On Mon, Apr 19, 2010 at 06:45:44PM +0800, Yan, Zheng wrote:
> We already have fs_info->chunk_mutex to avoid concurrent
> chunk creation.
> 
> Signed-off-by: Yan Zheng <zheng....@oracle.com>
> 
> ---
> diff -urp 2/fs/btrfs/ctree.h 3/fs/btrfs/ctree.h
> --- 2/fs/btrfs/ctree.h        2010-04-18 08:12:22.086699485 +0800
> +++ 3/fs/btrfs/ctree.h        2010-04-18 08:13:15.457699211 +0800
> @@ -700,9 +700,7 @@ struct btrfs_space_info {
>       struct list_head list;
>  
>       /* for controlling how we free up space for allocations */
> -     wait_queue_head_t allocate_wait;
>       wait_queue_head_t flush_wait;
> -     int allocating_chunk;
>       int flushing;
>  
>       /* for block groups in our same type */
> diff -urp 2/fs/btrfs/extent-tree.c 3/fs/btrfs/extent-tree.c
> --- 2/fs/btrfs/extent-tree.c  2010-04-18 08:12:22.092698714 +0800
> +++ 3/fs/btrfs/extent-tree.c  2010-04-18 08:13:15.463699138 +0800
> @@ -70,6 +70,9 @@ static int find_next_key(struct btrfs_pa
>                        struct btrfs_key *key);
>  static void dump_space_info(struct btrfs_space_info *info, u64 bytes,
>                           int dump_block_groups);
> +static int maybe_allocate_chunk(struct btrfs_trans_handle *trans,
> +                             struct btrfs_root *root,
> +                             struct btrfs_space_info *sinfo, u64 num_bytes);
>  
>  static noinline int
>  block_group_cache_done(struct btrfs_block_group_cache *cache)

- **Exercise set**
1) In the btrfs patch, restate the paragraph beginning "We already have fs_info->chunk_mutex" in fewer words, keeping its main point.
2) Carry on the btrfs patch from its last line.

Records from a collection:
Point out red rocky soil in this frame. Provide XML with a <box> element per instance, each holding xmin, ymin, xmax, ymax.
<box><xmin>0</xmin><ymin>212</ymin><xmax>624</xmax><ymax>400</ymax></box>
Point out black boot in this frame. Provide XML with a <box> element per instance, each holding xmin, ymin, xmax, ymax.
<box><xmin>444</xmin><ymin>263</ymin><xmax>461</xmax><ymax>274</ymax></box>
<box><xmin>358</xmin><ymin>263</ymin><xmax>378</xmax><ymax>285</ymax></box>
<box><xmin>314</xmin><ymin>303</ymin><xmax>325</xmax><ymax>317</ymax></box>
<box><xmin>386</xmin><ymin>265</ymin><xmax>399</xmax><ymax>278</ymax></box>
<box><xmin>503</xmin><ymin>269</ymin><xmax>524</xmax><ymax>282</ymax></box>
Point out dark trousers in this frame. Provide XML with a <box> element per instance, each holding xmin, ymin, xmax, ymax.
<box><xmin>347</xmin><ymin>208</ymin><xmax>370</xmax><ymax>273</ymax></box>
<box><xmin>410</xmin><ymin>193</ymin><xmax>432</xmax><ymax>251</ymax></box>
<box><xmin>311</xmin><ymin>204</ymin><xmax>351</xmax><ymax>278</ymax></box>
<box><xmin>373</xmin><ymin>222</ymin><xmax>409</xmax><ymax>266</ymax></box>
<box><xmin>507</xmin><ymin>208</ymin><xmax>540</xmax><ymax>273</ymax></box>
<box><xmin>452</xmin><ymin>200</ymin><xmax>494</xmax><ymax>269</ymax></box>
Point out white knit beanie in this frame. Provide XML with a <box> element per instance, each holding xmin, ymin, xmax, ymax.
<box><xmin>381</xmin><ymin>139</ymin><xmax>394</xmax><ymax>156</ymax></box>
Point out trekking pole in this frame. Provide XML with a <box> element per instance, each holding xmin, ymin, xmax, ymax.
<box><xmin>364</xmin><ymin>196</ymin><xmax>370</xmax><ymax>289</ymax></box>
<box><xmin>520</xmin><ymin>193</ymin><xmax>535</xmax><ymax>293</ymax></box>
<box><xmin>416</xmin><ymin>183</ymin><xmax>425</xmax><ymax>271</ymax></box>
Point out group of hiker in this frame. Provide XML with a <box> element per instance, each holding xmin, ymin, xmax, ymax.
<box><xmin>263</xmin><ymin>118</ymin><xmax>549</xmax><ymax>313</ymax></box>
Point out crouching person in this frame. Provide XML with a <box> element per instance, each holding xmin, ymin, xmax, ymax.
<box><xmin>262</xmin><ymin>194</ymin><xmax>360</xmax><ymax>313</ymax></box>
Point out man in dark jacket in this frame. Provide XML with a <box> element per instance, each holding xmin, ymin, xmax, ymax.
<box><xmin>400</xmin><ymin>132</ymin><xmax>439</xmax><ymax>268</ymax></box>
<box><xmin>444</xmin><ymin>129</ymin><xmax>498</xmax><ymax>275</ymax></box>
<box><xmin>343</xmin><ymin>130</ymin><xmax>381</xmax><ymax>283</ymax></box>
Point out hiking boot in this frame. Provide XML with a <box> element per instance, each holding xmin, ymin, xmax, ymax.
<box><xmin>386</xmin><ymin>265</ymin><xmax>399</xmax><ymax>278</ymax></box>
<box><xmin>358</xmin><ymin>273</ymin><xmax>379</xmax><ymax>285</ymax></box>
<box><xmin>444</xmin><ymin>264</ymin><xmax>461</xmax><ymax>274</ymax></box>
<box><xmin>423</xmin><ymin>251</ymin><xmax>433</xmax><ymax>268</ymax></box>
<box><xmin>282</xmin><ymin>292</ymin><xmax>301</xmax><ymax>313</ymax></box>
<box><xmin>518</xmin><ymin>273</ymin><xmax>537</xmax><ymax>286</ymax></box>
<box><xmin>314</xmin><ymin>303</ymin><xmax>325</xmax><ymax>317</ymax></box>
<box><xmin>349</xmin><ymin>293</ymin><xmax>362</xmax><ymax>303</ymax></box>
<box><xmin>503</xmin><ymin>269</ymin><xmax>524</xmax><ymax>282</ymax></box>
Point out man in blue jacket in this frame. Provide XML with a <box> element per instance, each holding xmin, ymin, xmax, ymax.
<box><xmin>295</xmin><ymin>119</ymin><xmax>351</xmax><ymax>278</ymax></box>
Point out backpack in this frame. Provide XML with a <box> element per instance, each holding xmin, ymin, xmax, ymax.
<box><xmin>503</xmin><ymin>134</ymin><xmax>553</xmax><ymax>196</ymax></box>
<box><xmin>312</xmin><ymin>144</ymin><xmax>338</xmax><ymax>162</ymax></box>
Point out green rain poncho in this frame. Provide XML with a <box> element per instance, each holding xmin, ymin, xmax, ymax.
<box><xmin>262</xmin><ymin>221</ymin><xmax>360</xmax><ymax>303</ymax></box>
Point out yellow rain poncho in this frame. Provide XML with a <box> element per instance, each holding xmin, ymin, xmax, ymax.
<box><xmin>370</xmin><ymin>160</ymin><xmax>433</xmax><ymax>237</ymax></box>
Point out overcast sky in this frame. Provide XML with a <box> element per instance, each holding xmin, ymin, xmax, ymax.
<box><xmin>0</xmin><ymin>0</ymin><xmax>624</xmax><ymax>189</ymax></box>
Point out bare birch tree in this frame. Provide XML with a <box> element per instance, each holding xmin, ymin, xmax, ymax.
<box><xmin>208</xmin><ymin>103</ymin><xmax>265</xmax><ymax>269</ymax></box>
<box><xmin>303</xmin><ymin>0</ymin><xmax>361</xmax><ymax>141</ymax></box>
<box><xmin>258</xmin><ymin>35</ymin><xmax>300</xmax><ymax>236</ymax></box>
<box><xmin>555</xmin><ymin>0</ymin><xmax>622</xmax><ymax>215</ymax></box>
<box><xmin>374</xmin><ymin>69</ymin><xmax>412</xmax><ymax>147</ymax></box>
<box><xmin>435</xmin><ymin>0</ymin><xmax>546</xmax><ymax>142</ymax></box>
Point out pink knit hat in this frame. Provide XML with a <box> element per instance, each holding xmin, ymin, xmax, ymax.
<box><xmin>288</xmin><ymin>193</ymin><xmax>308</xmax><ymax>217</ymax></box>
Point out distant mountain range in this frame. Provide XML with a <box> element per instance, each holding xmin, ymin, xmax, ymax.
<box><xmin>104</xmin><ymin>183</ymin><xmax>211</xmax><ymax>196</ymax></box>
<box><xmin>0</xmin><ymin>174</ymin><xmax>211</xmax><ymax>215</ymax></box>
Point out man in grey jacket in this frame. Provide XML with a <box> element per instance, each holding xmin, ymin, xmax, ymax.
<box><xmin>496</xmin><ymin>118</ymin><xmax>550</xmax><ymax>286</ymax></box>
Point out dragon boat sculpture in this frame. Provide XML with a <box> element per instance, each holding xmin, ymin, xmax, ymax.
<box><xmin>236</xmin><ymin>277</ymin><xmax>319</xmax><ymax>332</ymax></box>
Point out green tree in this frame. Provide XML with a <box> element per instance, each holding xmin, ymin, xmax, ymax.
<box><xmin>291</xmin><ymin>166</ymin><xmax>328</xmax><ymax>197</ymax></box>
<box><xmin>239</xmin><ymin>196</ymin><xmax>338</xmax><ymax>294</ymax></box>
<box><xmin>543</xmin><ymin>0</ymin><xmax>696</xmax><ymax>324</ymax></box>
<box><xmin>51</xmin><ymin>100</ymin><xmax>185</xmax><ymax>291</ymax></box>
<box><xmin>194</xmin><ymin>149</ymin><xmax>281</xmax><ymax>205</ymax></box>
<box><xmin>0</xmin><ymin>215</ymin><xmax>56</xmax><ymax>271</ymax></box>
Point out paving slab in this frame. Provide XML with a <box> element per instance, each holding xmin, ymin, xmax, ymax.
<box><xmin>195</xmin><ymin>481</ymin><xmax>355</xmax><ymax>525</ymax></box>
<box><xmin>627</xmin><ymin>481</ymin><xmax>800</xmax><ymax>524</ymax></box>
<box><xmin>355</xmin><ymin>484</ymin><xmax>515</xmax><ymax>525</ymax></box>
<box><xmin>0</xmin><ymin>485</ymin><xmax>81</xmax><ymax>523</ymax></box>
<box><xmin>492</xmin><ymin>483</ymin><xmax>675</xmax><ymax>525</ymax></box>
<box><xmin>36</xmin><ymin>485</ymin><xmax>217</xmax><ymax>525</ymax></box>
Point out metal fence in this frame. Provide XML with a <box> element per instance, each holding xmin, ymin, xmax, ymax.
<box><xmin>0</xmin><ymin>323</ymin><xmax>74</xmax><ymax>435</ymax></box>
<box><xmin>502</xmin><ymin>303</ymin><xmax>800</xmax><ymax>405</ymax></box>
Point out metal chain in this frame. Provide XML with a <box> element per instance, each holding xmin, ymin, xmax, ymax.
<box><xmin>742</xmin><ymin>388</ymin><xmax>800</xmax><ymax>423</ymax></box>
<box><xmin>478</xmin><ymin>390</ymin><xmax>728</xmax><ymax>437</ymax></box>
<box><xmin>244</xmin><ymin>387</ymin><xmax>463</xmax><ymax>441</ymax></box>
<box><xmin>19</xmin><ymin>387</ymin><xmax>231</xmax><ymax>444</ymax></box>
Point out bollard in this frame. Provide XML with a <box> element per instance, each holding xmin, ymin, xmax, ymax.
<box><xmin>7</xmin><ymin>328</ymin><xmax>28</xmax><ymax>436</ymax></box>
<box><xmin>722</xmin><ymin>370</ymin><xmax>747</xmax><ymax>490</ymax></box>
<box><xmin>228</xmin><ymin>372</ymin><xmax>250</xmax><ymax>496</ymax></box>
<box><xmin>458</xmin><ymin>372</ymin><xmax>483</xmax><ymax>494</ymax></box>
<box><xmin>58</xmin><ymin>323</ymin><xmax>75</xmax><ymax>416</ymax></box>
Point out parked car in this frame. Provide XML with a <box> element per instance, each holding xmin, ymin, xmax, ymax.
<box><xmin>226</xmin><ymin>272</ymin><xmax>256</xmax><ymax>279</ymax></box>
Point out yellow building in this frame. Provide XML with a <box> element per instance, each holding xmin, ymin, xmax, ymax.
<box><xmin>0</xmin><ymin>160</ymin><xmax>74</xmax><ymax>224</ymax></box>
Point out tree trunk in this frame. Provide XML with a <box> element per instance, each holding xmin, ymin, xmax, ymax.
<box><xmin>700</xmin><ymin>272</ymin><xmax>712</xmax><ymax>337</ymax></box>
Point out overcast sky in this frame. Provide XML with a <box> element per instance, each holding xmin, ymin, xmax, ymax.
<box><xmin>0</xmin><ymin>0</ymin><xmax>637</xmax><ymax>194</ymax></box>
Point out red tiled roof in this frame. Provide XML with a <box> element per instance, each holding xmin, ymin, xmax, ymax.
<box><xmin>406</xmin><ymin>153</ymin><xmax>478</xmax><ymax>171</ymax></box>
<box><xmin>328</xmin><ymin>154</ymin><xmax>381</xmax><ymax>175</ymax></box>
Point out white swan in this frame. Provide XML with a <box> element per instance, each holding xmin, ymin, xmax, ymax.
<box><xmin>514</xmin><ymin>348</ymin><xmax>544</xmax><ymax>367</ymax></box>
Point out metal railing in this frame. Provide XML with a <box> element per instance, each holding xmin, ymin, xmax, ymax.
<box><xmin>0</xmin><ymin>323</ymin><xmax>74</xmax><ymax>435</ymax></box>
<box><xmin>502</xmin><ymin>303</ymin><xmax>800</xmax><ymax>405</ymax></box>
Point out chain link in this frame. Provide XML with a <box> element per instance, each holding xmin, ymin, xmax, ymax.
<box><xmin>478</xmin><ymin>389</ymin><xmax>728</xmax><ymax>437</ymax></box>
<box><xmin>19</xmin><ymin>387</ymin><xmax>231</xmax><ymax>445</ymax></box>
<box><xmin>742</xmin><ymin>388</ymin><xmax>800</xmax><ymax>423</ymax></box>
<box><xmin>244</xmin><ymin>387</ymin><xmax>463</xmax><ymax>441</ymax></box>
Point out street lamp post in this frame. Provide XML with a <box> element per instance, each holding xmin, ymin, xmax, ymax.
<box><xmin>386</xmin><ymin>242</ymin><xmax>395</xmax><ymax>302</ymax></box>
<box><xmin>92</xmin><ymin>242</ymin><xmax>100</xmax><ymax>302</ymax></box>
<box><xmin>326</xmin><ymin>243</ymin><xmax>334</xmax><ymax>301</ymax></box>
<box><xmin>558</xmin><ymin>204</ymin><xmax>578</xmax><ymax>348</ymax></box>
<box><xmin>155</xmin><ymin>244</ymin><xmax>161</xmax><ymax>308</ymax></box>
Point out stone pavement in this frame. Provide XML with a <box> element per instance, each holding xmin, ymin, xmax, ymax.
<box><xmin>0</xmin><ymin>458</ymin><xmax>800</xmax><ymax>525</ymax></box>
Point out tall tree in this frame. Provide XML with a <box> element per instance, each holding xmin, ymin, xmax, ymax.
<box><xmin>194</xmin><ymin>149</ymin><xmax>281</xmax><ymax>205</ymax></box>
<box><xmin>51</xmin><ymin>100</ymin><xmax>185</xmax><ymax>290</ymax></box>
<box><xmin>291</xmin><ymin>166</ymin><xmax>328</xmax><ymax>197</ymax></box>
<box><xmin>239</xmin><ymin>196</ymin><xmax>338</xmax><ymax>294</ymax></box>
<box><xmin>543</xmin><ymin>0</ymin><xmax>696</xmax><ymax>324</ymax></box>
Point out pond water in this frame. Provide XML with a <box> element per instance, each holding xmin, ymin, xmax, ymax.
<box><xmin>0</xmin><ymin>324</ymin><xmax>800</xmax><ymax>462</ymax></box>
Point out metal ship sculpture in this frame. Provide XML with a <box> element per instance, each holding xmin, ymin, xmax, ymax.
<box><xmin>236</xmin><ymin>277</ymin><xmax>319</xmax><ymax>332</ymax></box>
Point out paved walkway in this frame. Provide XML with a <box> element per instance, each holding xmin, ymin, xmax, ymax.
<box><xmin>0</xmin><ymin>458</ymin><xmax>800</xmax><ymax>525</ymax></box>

- **Per-task answers**
1) fs_info->chunk_mutex already prevents chunks from being created concurrently.

2)
> @@ -2687,7 +2690,6 @@ static int update_space_info(struct btrf
>               INIT_LIST_HEAD(&found->block_groups[i]);
>       init_rwsem(&found->groups_sem);
>       init_waitqueue_head(&found->flush_wait);
> -     init_waitqueue_head(&found->allocate_wait);
>       spin_lock_init(&found->lock);
>       found->flags = flags & (BTRFS_BLOCK_GROUP_DATA |
>                               BTRFS_BLOCK_GROUP_SYSTEM |
> @@ -3000,71 +3002,6 @@ flush:
>       wake_up(&info->flush_wait);
>  }
>  
> -static int maybe_allocate_chunk(struct btrfs_root *root,
> -                              struct btrfs_space_info *info)
> -{
> -     struct btrfs_super_block *disk_super = &root->fs_info->super_copy;
> -     struct btrfs_trans_handle *trans;
> -     bool wait = false;
> -     int ret = 0;
> -     u64 min_metadata;
> -     u64 free_space;
> -
> -     free_space = btrfs_super_total_bytes(disk_super);
> -     /*
> -      * we allow the metadata to grow to a max of either 10gb or 5% of the
> -      * space in the volume.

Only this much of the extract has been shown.